» **Description of the task**
Take the entries that follow and return exactly the lines from the one holding "of the sign" through the one holding "x=153, y=309", both included. Nothing else is needed.

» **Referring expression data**
☆ ☆ ☆ ☆ ☆
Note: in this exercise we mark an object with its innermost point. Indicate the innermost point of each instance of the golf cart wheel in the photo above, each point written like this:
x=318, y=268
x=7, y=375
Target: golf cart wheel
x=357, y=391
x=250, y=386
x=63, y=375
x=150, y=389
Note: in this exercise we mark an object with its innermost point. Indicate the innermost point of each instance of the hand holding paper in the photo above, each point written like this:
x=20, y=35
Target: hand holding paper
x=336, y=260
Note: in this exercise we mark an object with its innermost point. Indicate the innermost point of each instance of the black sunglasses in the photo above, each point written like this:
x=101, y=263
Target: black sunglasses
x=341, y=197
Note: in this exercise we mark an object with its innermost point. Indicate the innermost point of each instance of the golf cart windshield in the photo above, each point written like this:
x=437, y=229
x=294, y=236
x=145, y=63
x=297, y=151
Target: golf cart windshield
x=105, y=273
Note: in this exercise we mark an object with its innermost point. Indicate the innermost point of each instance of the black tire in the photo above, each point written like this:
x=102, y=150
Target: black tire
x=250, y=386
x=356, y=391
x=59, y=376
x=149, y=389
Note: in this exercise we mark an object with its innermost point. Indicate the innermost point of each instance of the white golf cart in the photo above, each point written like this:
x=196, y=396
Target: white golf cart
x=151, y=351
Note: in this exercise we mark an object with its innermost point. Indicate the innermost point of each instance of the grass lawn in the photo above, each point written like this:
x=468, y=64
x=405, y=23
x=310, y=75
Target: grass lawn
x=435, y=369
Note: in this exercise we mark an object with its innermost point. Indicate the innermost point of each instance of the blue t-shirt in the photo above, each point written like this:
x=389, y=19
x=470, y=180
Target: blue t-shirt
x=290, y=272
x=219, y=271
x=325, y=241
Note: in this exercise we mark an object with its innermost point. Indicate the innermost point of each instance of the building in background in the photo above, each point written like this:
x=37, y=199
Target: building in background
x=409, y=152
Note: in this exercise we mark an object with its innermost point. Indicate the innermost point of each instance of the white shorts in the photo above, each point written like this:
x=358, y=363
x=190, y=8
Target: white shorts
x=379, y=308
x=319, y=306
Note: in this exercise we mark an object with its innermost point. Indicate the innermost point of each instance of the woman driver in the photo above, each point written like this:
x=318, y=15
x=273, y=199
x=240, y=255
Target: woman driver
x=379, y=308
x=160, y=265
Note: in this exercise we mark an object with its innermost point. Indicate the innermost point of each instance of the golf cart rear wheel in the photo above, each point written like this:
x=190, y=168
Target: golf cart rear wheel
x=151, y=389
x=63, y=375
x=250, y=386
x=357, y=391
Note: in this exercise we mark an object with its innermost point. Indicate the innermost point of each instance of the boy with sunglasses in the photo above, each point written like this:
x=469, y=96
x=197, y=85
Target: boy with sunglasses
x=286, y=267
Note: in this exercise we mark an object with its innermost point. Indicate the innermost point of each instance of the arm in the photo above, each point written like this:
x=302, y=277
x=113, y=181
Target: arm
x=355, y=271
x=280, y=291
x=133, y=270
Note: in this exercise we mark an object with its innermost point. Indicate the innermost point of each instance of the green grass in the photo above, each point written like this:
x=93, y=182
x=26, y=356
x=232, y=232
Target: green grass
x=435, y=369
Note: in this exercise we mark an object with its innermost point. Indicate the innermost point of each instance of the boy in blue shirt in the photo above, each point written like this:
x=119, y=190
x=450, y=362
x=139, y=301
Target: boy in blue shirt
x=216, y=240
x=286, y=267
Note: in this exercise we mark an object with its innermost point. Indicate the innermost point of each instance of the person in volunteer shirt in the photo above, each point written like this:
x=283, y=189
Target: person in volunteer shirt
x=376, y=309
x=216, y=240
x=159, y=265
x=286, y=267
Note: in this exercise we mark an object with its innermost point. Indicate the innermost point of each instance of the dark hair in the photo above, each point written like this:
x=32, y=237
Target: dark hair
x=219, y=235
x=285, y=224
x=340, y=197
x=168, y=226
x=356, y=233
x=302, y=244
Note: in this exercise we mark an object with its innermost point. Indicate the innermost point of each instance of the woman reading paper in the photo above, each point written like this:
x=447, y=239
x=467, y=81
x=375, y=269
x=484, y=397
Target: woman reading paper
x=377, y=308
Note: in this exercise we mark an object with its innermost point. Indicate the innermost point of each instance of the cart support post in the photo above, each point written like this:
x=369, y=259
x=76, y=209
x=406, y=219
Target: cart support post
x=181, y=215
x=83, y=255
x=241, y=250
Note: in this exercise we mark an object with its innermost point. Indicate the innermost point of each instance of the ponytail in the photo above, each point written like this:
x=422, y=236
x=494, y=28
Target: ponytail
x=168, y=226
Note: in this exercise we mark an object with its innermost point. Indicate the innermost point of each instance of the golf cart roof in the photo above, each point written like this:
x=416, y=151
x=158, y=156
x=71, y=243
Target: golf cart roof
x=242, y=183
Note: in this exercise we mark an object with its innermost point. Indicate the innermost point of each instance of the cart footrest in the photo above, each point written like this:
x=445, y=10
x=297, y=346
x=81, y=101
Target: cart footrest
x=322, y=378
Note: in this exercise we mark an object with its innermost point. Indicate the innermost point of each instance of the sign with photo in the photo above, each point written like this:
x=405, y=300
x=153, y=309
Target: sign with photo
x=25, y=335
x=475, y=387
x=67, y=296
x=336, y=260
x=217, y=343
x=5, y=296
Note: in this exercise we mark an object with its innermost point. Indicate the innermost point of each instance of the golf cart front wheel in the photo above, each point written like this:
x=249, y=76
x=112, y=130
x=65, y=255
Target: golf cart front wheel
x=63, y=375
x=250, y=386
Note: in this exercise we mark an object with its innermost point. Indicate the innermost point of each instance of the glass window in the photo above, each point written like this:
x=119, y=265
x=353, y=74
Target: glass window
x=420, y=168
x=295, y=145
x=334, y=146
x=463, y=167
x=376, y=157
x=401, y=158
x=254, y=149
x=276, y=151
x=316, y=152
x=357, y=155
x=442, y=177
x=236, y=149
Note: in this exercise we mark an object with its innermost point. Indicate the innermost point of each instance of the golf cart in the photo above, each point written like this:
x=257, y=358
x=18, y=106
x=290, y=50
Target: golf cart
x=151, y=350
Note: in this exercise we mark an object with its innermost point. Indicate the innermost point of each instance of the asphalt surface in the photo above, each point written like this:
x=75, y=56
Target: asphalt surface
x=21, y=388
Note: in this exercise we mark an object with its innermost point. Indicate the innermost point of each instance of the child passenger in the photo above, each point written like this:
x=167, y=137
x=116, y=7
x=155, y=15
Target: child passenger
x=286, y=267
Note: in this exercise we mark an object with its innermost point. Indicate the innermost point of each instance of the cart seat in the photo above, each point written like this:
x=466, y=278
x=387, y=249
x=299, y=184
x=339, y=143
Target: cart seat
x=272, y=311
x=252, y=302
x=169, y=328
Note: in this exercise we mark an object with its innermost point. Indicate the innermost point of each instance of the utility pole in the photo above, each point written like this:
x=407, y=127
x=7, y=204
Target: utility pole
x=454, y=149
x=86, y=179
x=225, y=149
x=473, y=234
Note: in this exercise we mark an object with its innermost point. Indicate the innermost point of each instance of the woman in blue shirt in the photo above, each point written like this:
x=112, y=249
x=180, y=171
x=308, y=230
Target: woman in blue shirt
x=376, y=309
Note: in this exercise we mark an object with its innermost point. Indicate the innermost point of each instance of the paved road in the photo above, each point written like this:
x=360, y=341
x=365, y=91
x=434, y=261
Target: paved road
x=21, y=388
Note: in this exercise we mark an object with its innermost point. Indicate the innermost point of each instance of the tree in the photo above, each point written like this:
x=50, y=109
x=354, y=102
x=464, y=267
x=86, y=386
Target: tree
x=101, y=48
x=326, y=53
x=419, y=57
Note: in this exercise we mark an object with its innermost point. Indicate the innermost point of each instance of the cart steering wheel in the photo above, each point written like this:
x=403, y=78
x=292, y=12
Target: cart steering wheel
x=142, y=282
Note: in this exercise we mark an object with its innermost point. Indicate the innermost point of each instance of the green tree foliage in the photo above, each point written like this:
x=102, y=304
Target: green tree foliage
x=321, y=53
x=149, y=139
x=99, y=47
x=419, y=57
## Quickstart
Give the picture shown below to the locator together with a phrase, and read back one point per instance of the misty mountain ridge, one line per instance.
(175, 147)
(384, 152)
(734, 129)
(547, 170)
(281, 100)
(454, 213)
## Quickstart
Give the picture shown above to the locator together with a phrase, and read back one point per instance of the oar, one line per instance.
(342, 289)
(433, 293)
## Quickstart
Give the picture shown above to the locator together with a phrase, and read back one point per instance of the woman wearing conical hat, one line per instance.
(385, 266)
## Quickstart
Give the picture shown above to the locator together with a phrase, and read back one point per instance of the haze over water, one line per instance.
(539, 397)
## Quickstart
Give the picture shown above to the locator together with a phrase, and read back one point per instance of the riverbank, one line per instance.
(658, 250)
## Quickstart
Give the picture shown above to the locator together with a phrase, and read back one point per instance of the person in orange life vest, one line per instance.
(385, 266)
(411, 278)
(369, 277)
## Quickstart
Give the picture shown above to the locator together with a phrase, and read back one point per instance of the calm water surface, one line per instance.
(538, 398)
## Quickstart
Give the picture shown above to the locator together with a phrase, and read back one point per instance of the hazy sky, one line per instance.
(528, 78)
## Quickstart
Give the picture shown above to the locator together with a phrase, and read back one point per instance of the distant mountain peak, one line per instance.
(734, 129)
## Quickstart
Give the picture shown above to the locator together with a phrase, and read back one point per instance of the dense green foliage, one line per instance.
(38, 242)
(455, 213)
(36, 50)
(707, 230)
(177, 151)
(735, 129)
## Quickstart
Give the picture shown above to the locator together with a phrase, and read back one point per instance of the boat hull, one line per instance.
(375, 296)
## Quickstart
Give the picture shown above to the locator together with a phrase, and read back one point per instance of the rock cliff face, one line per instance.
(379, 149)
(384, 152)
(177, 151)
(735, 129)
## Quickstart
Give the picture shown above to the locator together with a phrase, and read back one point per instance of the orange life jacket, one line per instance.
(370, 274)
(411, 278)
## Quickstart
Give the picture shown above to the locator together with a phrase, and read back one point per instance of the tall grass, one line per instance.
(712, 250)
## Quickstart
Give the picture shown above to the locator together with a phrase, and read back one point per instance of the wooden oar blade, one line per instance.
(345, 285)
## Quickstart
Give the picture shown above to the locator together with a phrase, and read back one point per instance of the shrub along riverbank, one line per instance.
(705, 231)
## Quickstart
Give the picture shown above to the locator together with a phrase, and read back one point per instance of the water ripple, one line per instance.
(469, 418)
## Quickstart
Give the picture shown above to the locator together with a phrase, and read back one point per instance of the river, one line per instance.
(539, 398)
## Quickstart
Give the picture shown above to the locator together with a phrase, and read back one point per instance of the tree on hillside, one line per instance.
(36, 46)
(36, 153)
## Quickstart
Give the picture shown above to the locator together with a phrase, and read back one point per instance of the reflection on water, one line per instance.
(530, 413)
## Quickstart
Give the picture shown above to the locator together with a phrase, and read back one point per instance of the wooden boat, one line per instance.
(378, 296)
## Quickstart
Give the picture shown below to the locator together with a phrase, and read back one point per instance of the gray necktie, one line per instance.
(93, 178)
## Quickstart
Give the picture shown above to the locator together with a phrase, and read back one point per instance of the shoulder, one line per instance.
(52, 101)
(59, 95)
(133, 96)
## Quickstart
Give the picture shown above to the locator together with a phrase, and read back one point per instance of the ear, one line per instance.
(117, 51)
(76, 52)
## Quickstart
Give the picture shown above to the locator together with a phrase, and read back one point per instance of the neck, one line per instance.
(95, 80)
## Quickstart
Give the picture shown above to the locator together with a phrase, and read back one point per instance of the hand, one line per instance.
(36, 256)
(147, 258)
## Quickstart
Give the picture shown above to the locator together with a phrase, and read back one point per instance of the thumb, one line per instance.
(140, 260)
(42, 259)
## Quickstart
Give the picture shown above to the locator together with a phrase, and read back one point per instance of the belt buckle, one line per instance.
☆ ☆ ☆ ☆ ☆
» **Solution**
Note: in this exercise we mark an object with its innermost point. Indicate the innermost point of each instance of the sign with photo in the photo above, each point written like this:
x=405, y=300
x=153, y=309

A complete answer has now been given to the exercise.